Goal:
In the beekeeping forum text, how many nucs does Robbin report losing?

Reading text:
• • • • •
Adding foundationless frames with paint stir stick painted with wax as starter strip.
While updating this I also realized I should have moved the tag # with the queen when the queen accidentally was moved in the split. We hope to fix all of that in the next day or two. Also, probably should have left queen cell in #5. We will have to check if it is queenless as I suspected last time. Probably need to return the frame. Learn from our mistakes. Remember to write down which hives have eggs in them.


----------



## Robbin (May 26, 2013)

*Re: 2018 journal NW Florida Gulf Coast*

I didn't lose a single hive, but I lost 11 nucs! I went through them today. Looks like they all starved to death. Two or three had very large numbers but the rest were normal to small size nucs. We had a VERY mild winter, fly days every week, if not every day every week. I had dry sugar open feeding the entire winter with bees all over it every nice day. The main hives have to fly about 100 yards the nucs feeder is much closer, none more than 60 yards and several that starved are in plain site of the feeder. I really don't under stand why they would starve to death in plain site of a feeder that was usually covered with bees. I'm lucky I got to them when I did, wax moths were just hitting them and I saved the bulk of the comb, some 70 frames. It is really heart breaking to find bees starved to death. I've never lost them in these numbers before. I usually lose more hives than I do nucs. But I usually lose very few period. I did treat the hives and didn't treat the nucs because I bought a mighty might killer. But I don't think that is the problem. some of these were strong nucs that simply starved to death in plain sight of a feeder. I will look for stores next year and put feeders in Nucs. Really confused about how this happened.
• • • • •
Dataset extract:
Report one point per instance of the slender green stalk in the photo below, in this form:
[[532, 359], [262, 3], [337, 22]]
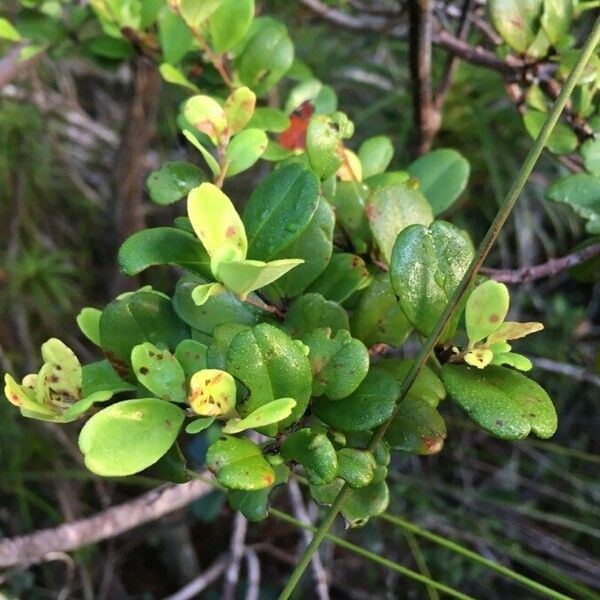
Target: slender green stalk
[[385, 562], [490, 564], [484, 249]]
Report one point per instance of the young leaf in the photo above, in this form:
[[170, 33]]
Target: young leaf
[[345, 274], [206, 115], [245, 149], [239, 464], [127, 437], [367, 407], [311, 311], [267, 414], [88, 321], [314, 452], [230, 22], [377, 318], [502, 401], [159, 371], [163, 246], [245, 276], [375, 155], [239, 108], [427, 265], [280, 209], [217, 224], [485, 310], [212, 393], [339, 363], [442, 176], [390, 210], [173, 181]]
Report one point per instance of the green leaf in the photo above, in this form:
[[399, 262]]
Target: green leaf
[[339, 362], [267, 414], [217, 224], [191, 355], [101, 377], [88, 321], [377, 318], [230, 22], [504, 402], [269, 119], [175, 76], [356, 467], [196, 11], [205, 114], [345, 274], [271, 365], [138, 318], [314, 452], [368, 406], [311, 311], [254, 505], [245, 276], [159, 371], [314, 247], [239, 464], [212, 164], [590, 152], [8, 31], [175, 37], [163, 246], [239, 108], [173, 181], [427, 266], [349, 203], [485, 310], [245, 149], [562, 140], [390, 210], [280, 209], [582, 193], [556, 18], [364, 503], [199, 424], [417, 427], [442, 176], [375, 155], [223, 308], [427, 386], [323, 137], [266, 57], [127, 437], [516, 21], [212, 393]]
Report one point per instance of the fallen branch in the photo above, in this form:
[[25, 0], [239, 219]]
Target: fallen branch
[[35, 547], [547, 269]]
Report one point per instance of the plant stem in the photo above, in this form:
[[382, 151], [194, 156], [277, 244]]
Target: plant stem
[[389, 564], [482, 252]]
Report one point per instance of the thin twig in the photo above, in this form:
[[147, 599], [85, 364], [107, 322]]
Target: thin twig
[[35, 547], [200, 583], [237, 548], [548, 269], [319, 572]]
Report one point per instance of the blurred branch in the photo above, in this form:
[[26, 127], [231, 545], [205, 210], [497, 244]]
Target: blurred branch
[[547, 269], [35, 547]]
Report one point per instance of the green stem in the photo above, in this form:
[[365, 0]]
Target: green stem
[[484, 249], [389, 564], [490, 564]]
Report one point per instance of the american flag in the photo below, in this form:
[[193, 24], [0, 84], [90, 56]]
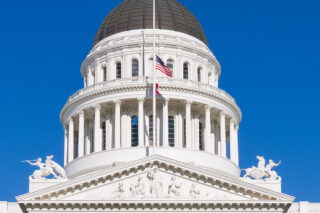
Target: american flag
[[162, 67]]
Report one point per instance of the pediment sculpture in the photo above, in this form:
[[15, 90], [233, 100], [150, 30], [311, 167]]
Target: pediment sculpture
[[263, 171], [46, 169], [153, 184]]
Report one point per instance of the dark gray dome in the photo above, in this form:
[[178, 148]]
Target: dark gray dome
[[137, 14]]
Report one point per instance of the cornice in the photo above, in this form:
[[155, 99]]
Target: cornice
[[212, 178], [157, 205], [175, 85]]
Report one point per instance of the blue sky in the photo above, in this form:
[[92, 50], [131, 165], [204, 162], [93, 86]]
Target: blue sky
[[268, 50]]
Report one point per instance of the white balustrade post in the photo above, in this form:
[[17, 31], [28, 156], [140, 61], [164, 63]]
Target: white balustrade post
[[233, 150], [117, 135], [207, 146], [236, 144], [97, 129], [108, 136], [165, 124], [180, 130], [81, 134], [188, 124], [196, 129], [213, 138], [70, 141], [65, 145], [141, 122], [223, 134]]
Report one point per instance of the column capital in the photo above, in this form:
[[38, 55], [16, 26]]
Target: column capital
[[166, 99], [70, 119], [140, 100], [237, 127], [117, 101], [188, 102], [232, 121], [207, 107], [97, 107], [81, 112]]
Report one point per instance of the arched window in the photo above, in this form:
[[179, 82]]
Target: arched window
[[134, 131], [185, 70], [118, 70], [104, 132], [171, 130], [75, 147], [201, 137], [91, 140], [135, 68], [104, 70], [170, 64], [150, 128], [199, 74]]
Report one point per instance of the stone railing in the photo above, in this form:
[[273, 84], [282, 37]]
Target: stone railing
[[163, 81]]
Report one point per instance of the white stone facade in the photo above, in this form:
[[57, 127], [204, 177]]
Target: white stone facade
[[193, 166]]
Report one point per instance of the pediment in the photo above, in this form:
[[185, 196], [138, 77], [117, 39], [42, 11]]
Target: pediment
[[155, 178]]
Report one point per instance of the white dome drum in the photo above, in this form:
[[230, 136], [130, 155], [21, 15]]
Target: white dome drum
[[109, 121]]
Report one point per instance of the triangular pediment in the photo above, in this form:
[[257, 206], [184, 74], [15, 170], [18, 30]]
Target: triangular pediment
[[155, 178]]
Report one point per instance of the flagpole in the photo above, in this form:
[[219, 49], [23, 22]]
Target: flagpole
[[154, 78]]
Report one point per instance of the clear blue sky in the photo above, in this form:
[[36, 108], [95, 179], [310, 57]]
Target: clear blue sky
[[268, 50]]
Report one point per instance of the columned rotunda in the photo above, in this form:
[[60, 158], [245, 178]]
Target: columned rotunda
[[113, 163]]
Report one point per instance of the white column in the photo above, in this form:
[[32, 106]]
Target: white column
[[70, 141], [165, 124], [236, 144], [233, 150], [176, 130], [188, 124], [97, 129], [207, 141], [212, 139], [108, 132], [117, 124], [141, 121], [180, 130], [223, 134], [65, 145], [81, 134], [217, 139], [196, 129]]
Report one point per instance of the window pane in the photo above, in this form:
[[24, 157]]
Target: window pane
[[135, 68], [200, 137], [170, 64], [185, 71], [171, 131], [151, 128], [199, 74], [118, 70], [104, 136]]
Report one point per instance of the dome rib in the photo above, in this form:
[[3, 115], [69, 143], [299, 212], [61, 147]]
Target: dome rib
[[137, 14]]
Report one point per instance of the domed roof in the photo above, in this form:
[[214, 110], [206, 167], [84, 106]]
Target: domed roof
[[137, 14]]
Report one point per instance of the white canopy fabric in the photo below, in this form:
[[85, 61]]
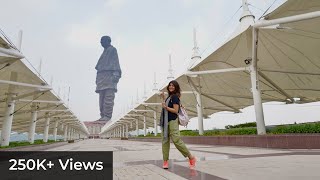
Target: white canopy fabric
[[288, 65], [45, 99]]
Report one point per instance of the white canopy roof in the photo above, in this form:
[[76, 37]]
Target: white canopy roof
[[30, 89], [288, 64]]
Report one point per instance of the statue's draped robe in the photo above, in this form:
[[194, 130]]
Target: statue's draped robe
[[108, 75], [109, 71]]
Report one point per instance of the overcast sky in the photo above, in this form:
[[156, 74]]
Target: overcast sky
[[66, 36]]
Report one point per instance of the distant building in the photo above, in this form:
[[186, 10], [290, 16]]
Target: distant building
[[94, 128]]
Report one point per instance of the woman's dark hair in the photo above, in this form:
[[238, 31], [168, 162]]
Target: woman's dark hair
[[177, 90]]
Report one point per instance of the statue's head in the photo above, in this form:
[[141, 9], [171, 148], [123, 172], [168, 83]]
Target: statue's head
[[105, 41]]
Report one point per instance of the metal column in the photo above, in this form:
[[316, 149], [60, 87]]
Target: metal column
[[55, 130], [155, 123], [137, 127], [144, 126], [200, 113], [46, 129], [261, 128], [65, 133], [8, 116]]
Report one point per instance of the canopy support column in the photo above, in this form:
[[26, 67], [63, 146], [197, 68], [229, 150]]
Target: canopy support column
[[55, 130], [8, 116], [46, 129], [144, 126], [155, 123], [33, 123], [199, 105], [261, 128], [65, 138], [137, 127], [127, 132], [200, 113]]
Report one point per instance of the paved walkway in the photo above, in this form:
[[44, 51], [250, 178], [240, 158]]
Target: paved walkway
[[143, 160]]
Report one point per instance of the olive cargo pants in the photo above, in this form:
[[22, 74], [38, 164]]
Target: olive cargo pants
[[174, 135]]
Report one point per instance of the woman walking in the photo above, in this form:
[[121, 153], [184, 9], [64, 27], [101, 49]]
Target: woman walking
[[170, 125]]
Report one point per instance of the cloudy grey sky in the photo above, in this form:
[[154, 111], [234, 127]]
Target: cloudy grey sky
[[66, 36]]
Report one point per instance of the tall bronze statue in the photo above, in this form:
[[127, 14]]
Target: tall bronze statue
[[108, 75]]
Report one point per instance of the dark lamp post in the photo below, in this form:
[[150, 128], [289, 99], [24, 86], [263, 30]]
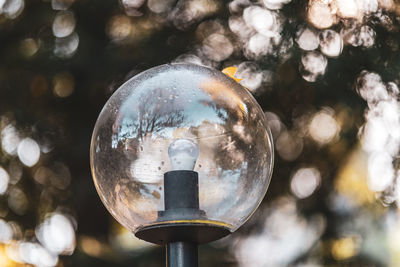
• • • • •
Finished answer:
Eleven nucs.